> WORK INSTRUCTION
Please return all of the material exactly, with no line missing.
::::::::
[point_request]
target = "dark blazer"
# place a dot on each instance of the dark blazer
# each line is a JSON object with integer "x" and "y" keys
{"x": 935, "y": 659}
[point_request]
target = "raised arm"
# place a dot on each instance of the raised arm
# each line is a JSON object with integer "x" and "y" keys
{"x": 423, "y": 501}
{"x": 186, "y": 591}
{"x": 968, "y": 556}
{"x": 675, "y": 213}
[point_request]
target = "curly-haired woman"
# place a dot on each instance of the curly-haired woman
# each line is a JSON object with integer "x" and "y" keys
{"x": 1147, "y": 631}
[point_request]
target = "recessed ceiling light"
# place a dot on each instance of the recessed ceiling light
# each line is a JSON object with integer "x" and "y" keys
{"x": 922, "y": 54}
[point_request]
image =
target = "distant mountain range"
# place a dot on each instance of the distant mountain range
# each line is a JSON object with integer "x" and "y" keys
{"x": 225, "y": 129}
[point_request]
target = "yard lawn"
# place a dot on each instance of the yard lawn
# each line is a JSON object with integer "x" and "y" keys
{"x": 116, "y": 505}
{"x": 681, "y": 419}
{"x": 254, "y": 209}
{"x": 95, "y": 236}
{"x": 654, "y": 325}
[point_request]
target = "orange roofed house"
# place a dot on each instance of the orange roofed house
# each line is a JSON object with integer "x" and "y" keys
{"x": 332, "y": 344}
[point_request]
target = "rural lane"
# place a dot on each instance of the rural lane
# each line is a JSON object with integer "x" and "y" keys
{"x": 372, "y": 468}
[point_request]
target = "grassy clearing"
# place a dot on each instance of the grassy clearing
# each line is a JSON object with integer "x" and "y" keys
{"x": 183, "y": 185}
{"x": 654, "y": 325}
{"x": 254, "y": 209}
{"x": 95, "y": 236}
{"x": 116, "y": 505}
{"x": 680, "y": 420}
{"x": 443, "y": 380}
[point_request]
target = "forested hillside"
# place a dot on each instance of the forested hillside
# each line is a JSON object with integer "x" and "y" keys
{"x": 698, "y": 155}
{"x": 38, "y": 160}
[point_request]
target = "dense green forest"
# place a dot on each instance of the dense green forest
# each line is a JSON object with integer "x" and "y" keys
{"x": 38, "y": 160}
::::::::
> ANSWER SPACE
[point_request]
target = "dark blazer"
# place a dot on each instance of the dark blazer
# each line is a JSON object with integer "x" and "y" keys
{"x": 935, "y": 659}
[point_request]
target = "raised arm"
# place a dot on each instance of the raised arm
# each line is a JSON object with integer "x" and "y" keys
{"x": 423, "y": 501}
{"x": 186, "y": 591}
{"x": 968, "y": 556}
{"x": 675, "y": 213}
[point_request]
target = "curly-haired woman"
# place a dot on each instance of the curly-haired woman
# each line is a JSON object with integer "x" and "y" keys
{"x": 1147, "y": 631}
[point_request]
target = "recessed ceiling light"
# place a dot on each instance of the recessed ceiling light
# each line is a JSON object with integer "x" and "y" keys
{"x": 922, "y": 54}
[point_request]
image =
target = "distant mountain range"
# place a dot on each instance of the distant mountain range
# each line is a JSON object with integer "x" and "y" keys
{"x": 225, "y": 129}
[point_request]
target = "yard lawn"
# place a dot on each instance of the yard lawn
# each line is a JSON object with integer "x" and "y" keys
{"x": 116, "y": 505}
{"x": 681, "y": 419}
{"x": 254, "y": 209}
{"x": 95, "y": 236}
{"x": 654, "y": 325}
[point_request]
target = "orange roofed house"
# place a dot on each instance of the orange roofed house
# each line is a JSON object with integer "x" and "y" keys
{"x": 332, "y": 344}
[point_request]
target = "rural lane"
# place a dot on each instance of the rural lane
# each line is a JSON object with integer "x" and "y" keys
{"x": 372, "y": 468}
[point_request]
target = "grassy clearing"
# place a dot on each instance of the grassy clearing
# each line is a JSON object with integer "x" and "y" keys
{"x": 183, "y": 185}
{"x": 654, "y": 325}
{"x": 254, "y": 209}
{"x": 95, "y": 236}
{"x": 116, "y": 505}
{"x": 680, "y": 420}
{"x": 443, "y": 380}
[point_request]
target = "forested hillside"
# place a dot on each instance of the forested hillside
# each line is a JSON object with integer "x" and "y" keys
{"x": 698, "y": 155}
{"x": 38, "y": 160}
[point_request]
target = "dense green forest"
# place a dot on each instance of the dense green forest
# each line is a JSON object with integer "x" and "y" keys
{"x": 38, "y": 160}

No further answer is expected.